• [Work instruction] Within the material below, locate the line with "locate the man's face in the photo above" and the line with "locate the harness strap in the photo above", then return those two lines and all lines between them, exactly as written.

• [The input]
=== Section Start ===
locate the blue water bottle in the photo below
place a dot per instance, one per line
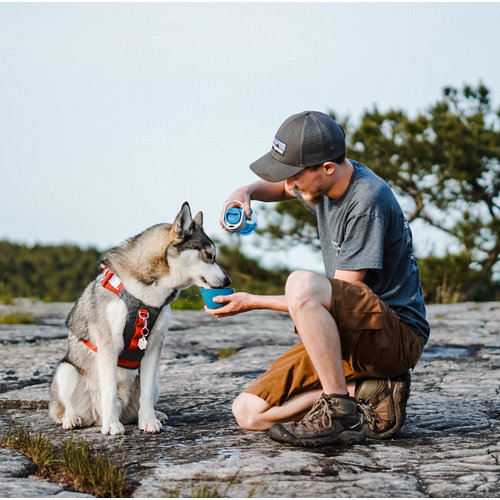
(235, 219)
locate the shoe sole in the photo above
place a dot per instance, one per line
(396, 394)
(277, 433)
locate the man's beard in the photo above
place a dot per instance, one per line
(313, 200)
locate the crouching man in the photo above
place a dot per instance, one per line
(362, 327)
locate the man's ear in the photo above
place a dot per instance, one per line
(183, 223)
(329, 167)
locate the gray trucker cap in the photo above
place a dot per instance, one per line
(304, 140)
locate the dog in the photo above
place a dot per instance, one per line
(110, 326)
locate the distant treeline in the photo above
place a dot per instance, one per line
(60, 273)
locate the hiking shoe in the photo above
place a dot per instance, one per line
(382, 403)
(332, 420)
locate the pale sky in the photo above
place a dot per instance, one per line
(112, 115)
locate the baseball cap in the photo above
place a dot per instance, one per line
(304, 140)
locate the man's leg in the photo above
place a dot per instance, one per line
(309, 296)
(254, 414)
(334, 418)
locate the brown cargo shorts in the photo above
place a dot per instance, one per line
(375, 344)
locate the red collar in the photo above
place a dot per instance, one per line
(111, 281)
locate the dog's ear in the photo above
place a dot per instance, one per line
(198, 219)
(183, 223)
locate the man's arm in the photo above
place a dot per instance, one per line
(243, 302)
(260, 190)
(350, 276)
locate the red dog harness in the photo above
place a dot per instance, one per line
(140, 321)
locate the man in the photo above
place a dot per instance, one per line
(362, 327)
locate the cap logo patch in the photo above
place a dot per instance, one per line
(279, 146)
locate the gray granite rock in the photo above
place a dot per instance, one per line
(449, 446)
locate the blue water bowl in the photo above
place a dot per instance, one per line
(209, 293)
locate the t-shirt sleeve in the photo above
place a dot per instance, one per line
(363, 244)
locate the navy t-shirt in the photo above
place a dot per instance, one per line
(366, 229)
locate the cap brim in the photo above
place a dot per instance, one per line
(272, 170)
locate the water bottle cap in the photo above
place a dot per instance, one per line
(234, 217)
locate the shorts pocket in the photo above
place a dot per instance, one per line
(356, 307)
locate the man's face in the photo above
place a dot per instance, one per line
(310, 182)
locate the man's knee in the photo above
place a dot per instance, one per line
(247, 410)
(303, 287)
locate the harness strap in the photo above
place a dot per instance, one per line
(137, 315)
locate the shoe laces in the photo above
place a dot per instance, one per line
(366, 413)
(320, 411)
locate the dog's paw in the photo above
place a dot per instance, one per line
(150, 425)
(113, 429)
(162, 417)
(70, 422)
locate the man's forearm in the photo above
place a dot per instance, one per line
(262, 190)
(272, 302)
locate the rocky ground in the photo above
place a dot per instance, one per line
(449, 446)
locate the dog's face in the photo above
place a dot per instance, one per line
(191, 255)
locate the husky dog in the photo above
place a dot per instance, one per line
(90, 385)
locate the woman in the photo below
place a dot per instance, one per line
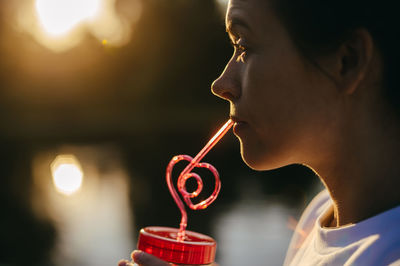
(314, 82)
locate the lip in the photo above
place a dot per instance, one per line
(239, 125)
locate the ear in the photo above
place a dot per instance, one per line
(353, 61)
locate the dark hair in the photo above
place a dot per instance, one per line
(320, 26)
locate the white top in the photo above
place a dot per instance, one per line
(374, 241)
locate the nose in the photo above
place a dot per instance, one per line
(228, 86)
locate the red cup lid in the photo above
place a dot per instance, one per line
(162, 242)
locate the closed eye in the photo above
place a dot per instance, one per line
(241, 50)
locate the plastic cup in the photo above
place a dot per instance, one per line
(195, 249)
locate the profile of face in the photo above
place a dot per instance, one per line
(283, 106)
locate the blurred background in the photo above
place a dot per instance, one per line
(96, 97)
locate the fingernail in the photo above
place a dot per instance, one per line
(137, 256)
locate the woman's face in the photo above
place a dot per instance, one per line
(284, 107)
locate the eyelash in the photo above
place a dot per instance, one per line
(241, 49)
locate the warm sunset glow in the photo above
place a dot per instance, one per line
(58, 17)
(63, 24)
(67, 174)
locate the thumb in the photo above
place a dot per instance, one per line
(145, 259)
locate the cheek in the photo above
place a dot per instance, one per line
(278, 102)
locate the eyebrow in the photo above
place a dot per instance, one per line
(234, 23)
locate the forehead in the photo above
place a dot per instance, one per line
(245, 13)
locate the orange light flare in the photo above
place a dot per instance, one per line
(60, 25)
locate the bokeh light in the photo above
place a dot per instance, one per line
(60, 25)
(67, 174)
(59, 16)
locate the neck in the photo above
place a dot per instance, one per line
(362, 173)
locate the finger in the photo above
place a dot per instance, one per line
(124, 263)
(145, 259)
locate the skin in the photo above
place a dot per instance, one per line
(327, 112)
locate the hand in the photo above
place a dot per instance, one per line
(144, 259)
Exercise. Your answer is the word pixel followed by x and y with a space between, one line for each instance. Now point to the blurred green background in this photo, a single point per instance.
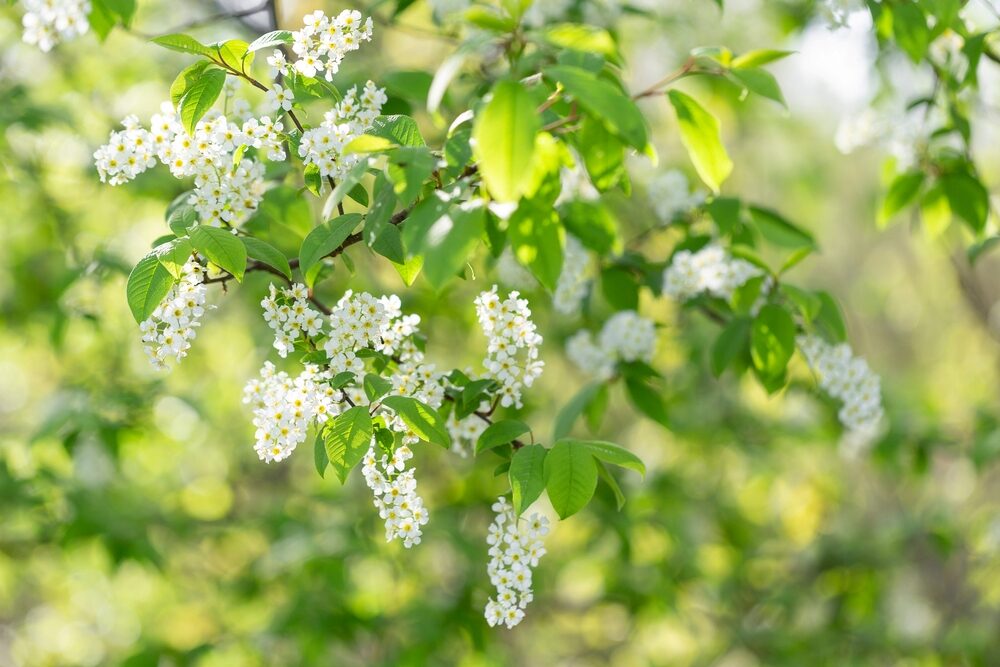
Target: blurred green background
pixel 137 526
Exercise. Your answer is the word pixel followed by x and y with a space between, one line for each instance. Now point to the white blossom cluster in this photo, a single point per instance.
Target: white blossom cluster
pixel 848 379
pixel 226 190
pixel 512 352
pixel 574 281
pixel 710 270
pixel 626 336
pixel 48 22
pixel 169 330
pixel 324 145
pixel 395 494
pixel 290 316
pixel 515 547
pixel 671 196
pixel 322 43
pixel 284 407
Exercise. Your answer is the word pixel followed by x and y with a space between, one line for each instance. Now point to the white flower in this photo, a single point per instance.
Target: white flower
pixel 322 43
pixel 279 98
pixel 710 270
pixel 169 330
pixel 670 195
pixel 512 352
pixel 48 22
pixel 323 146
pixel 848 379
pixel 515 545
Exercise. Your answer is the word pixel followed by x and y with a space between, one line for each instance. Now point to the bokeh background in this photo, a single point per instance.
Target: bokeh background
pixel 137 526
=== Section End ===
• [The completed task]
locate the man's face in the photo above
place a dot per instance, one per line
(310, 182)
locate the man's knee in the photo above
place a dot per instance, one per line
(247, 410)
(303, 287)
locate the harness strap in the photo above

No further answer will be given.